BEGIN Article

Open MPI logo

Open MPI User's Mailing List Archives

  |   Home   |   Support   |   FAQ   |   all Open MPI User's mailing list

Subject: Re: [OMPI users] HPMPI versus OpenMPI performance
From: George Bosilca (bosilca_at_[hidden])
Date: 2008-06-05 04:46:17


If I correctly understand how you run your application I think I know
where the problem is coming from. In few words you're using buffered
send over shared memory.

First, buffered send has only one main benefit, it double the amount
of memory required for the communication. A side effect is that it
increase the number of memory copies. The original buffer have to be
copied in the attached buffer, then from this attached buffer the data
will be moved into the shared memory region, and from there the
receiver can finally copy the data in the receive buffer. In total
there are 3 memory copies involved in this operation, which
automatically limit the available bandwidth to a 1/3 of the available
memory bandwidth on the architecture. Additionally, if the amount of
data involved in this communication is large enough, the cache will be
completely thrashed by the end of the communication.

Second, using buffered send requires asynchronous progress. If your
code doesn't call any MPI communication functions, there is no reason
that the data transfer take place at least not until the
MPI_Buffer_detach function is called (or any other communication
related MPI function).

   george.

On Jun 4, 2008, at 1:55 PM, Jeff Squyres wrote:

> Thanks for all the detailed information!
>
> It is quite likely that our bsend performance has never been tuned; we
> simply implemented it, verified that it works, and then moved on -- we
> hadn't considered that real applications would actually use it. :-\
>
> But that being said, 60% difference is a bit odd. Have you tried
> running with "--mca mpi_leave_pinned 1"? If all your sends are
> MPI_BSEND, it *may* not make a difference, but it could make a
> difference on the receive side.
>
> What are the typical communication patterns for your application?
>
>
>
> On Jun 2, 2008, at 3:39 PM, Ayer, Timothy C. wrote:
>
>>
>>
>>> We a performing a comparison of HPMPI versus OpenMPI using
>>> Infiniband and
>>> seeing a performance hit in the vicinity of 60% (OpenMPI is slower)
>>> on
>>> controlled benchmarks. Since everything else is similar, we
>>> suspect a
>>> problem with the way we are using or have installed OpenMPI.

END Article
BEGIN Raw data

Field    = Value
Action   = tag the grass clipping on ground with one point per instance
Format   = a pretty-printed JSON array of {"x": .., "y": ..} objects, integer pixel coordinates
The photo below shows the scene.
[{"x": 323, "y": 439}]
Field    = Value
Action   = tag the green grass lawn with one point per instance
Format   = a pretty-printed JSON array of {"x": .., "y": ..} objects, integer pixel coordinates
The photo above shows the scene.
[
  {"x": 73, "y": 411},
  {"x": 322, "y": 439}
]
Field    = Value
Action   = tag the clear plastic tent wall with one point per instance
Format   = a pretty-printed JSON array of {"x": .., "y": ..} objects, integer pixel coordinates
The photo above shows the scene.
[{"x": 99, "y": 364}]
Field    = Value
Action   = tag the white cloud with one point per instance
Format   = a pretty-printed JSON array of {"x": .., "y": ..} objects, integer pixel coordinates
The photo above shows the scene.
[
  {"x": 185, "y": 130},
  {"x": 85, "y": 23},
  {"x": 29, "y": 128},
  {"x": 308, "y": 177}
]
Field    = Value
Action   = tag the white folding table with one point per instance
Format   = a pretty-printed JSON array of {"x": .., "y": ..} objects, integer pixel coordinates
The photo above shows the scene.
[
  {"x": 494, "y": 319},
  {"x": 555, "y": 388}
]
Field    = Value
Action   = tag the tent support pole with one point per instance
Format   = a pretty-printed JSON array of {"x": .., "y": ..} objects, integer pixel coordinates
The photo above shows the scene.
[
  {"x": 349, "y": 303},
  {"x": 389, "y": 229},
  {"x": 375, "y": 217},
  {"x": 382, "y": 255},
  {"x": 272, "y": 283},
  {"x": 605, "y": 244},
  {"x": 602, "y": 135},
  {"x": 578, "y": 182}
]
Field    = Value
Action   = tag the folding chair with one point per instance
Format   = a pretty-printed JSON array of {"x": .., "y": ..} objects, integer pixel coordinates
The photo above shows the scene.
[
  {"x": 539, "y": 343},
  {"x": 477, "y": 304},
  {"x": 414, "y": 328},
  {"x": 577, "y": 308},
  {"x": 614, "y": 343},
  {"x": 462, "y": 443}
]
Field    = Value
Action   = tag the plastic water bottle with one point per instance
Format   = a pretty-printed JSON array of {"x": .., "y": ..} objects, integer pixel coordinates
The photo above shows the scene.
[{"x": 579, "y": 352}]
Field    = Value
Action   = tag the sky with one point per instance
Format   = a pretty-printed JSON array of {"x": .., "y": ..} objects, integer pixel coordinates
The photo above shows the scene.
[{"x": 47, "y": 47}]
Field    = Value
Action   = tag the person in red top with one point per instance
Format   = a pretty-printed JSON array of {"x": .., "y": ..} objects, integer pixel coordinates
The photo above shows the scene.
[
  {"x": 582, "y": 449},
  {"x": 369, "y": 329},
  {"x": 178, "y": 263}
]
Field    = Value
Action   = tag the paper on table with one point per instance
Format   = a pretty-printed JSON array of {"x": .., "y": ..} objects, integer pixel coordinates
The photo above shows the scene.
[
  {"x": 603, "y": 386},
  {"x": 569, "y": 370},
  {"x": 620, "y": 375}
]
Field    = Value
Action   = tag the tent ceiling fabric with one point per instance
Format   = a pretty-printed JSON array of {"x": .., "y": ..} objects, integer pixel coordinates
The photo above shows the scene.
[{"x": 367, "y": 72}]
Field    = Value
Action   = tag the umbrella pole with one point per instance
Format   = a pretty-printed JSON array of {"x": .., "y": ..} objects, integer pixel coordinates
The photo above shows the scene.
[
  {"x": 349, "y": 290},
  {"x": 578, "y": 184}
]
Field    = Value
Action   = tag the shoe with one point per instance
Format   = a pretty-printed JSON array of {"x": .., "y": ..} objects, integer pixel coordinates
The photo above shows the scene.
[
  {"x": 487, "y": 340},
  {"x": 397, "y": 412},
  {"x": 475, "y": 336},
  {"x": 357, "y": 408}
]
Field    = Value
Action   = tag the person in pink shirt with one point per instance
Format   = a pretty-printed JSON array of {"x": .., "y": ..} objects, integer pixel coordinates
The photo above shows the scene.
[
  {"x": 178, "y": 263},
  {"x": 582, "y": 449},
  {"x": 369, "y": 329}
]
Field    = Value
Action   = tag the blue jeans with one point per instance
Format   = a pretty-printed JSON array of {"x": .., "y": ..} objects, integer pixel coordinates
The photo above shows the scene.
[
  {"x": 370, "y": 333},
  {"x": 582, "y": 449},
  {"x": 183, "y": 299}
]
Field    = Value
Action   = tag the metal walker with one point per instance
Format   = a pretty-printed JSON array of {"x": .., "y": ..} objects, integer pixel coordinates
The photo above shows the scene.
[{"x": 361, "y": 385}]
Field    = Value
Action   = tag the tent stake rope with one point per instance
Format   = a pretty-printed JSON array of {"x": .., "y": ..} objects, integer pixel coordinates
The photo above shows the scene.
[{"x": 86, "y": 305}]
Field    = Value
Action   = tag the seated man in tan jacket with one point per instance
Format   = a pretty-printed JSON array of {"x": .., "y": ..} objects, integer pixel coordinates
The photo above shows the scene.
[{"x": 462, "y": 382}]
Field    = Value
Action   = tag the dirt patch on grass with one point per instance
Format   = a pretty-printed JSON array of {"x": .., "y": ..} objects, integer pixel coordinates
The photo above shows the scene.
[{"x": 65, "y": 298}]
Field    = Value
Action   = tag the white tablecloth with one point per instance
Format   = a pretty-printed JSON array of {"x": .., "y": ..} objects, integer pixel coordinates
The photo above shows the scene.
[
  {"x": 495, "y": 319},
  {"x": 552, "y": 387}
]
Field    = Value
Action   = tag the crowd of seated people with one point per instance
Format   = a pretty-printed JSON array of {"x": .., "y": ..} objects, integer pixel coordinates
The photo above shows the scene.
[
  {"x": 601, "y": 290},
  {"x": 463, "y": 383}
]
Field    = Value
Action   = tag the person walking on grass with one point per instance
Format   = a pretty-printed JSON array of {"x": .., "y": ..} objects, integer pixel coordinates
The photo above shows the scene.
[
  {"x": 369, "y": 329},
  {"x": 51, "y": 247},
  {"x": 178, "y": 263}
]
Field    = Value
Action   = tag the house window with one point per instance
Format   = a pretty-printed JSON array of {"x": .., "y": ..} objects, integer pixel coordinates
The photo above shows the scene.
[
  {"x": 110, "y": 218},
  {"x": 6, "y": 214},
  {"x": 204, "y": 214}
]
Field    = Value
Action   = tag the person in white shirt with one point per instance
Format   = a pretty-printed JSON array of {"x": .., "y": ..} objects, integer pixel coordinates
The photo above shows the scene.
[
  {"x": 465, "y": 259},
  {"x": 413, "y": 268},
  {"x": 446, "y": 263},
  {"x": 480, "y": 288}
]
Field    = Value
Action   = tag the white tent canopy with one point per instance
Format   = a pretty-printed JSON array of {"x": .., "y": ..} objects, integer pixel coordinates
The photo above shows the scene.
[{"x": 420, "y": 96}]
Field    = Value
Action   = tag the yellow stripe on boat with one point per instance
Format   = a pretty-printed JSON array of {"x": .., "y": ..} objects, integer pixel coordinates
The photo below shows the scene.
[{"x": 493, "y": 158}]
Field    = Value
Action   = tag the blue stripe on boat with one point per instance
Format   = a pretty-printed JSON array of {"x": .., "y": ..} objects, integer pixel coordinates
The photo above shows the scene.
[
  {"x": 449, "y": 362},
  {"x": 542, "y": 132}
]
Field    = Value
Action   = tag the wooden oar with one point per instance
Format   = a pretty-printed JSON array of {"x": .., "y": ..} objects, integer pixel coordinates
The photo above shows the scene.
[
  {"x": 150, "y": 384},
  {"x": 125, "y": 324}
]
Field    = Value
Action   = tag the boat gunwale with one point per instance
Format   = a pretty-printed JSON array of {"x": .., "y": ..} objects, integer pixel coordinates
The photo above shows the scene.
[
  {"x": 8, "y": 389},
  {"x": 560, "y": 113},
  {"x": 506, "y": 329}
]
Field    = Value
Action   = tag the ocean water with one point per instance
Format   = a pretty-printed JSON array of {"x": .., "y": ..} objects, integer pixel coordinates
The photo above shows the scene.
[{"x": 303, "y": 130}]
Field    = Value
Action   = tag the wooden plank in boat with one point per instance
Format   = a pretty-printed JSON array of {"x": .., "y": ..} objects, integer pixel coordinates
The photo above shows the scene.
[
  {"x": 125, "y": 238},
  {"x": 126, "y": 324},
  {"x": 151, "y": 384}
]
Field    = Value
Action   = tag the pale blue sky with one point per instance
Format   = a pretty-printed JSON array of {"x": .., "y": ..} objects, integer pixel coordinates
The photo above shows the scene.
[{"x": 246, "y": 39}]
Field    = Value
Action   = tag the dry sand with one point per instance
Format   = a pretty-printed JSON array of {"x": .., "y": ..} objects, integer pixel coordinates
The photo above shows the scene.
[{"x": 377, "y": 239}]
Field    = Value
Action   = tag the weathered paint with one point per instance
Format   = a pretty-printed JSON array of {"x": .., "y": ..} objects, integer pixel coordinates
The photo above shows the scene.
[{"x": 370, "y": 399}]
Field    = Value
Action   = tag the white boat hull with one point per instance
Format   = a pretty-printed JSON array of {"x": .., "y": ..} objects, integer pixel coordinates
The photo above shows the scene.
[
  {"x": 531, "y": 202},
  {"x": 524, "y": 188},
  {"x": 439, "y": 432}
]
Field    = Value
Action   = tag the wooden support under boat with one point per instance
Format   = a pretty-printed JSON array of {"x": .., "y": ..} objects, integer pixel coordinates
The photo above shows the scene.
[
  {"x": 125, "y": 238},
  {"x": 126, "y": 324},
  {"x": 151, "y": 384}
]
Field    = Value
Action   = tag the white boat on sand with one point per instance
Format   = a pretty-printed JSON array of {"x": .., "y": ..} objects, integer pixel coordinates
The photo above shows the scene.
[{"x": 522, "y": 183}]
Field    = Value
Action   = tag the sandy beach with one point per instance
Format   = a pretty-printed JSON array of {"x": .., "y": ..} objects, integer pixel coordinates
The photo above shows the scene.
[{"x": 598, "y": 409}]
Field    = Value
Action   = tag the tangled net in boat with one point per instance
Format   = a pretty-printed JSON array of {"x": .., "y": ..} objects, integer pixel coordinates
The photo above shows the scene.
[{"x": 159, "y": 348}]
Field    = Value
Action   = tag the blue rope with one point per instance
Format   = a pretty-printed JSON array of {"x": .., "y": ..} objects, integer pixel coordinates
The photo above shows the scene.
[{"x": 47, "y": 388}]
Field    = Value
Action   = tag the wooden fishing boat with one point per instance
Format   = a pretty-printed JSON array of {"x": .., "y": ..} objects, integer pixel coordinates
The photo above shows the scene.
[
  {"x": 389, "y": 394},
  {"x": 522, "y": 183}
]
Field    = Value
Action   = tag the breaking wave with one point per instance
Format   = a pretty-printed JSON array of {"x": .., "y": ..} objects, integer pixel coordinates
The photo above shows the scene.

END Raw data

**Direction A:** According to the mailing-list thread on HPMPI versus Open MPI performance, how many memory copies does a buffered send over shared memory involve in total?
**Direction B:** Write what comes next in the mailing-list thread on HPMPI versus Open MPI performance, starting after its last sentence.

**Exercise result A:** Three.

**Exercise result B:**
>>>
>>> Please find attached the following info as requested from
>>> http://www.open-mpi.org/community/help/
>>> <http://www.open-mpi.org/community/help/>
>>>
>>> Application: in house CFD solver using both point-point and
>>> collective
>>> operations. Also, for historical reasons it makes extensive use of
>>> BSEND.
>>> We recognize that BSEND's can be inefficient but it is not
>>> practical to
>>> change them at this time. We are trying to understand why the
>>> performance
>>> is so significantly different from HPMPI. The application is mixed
>>> FORTRAN 90 and C built with Portland Group compilers.
>>>
>>> HPMPI Version info:
>>>
>>> mpirun: HP MPI 02.02.05.00 Linux x86-64
>>> major version 202 minor version 5
>>>
>>> OpenMPI Version info:
>>>
>>> mpirun (Open MPI) 1.2.4
>>> Report bugs to http://www.open-mpi.org/community/help/
>>> <http://www.open-mpi.org/community/help/>
>>>
>>>
>>>
>>> Configuration info :
>>>
>>> The benchmark was a 4-processor job run on a single dual-socket
>>> dual core
>>> HP DL140G3 (Woodcrest 3.0) with 4 GB of memory. Each rank requires
>>> approximately 250MB of memory.
>>>
>>> 1) Output from ompi_info --all
>>>
>>> See attached file ompi_info_output.txt
>>> << File: ompi_info_output.txt >>
>>>
>>> Below is the output requested in the FAQ section:
>>>
>>> In order for us to help you, it is most helpful if you can run a
>>> few steps
>>> before sending an e-mail to both perform some basic troubleshooting
>>> and
>>> provide us with enough information about your environment to help
>>> you.
>>> Please include answers to the following questions in your e-mail:
>>>
>>>
>>> 1. Which OpenFabrics version are you running? Please specify where
>>> you
>>> got the software from (e.g., from the OpenFabrics community web
>>> site, from
>>> a vendor, or it was already included in your Linux distribution).
>>>
>>> We obtained the software from www.openfabrics.org <www.openfabrics.org
>>>>
>>>
>>> Output from ofed_info command:
>>>
>>> OFED-1.1
>>>
>>> openib-1.1 (REV=9905)
>>> # User space
>>> https://openib.org/svn/gen2/branches/1.1/src/userspace
>>> <https://openib.org/svn/gen2/branches/1.1/src/userspace>
>>> Git:
>>> ref: refs/heads/ofed_1_1
>>> commit a083ec1174cb4b5a5052ef5de9a8175df82e864a
>>>
>>> # MPI
>>> mpi_osu-0.9.7-mlx2.2.0.tgz
>>> openmpi-1.1.1-1.src.rpm
>>> mpitests-2.0-0.src.rpm
>>>
>>>
>>>
>>> 2. What distro and version of Linux are you running? What is your
>>> kernel version?
>>>
>>> Linux xxxxxxxx 2.6.9-64.EL.IT133935.jbtest.1smp #1 SMP Fri Oct 19
>>> 11:28:12
>>> EDT 2007 x86_64 x86_64 x86_64 GNU/Linux
>>>
>>>
>>> 3. Which subnet manager are you running? (e.g., OpenSM, a
>>> vendor-specific subnet manager, etc.)
>>>
>>> We believe this to be HP or Voltaire but we are not certain how to
>>> determine this.
>>>
>>>
>>> 4. What is the output of the ibv_devinfo command on a known "good"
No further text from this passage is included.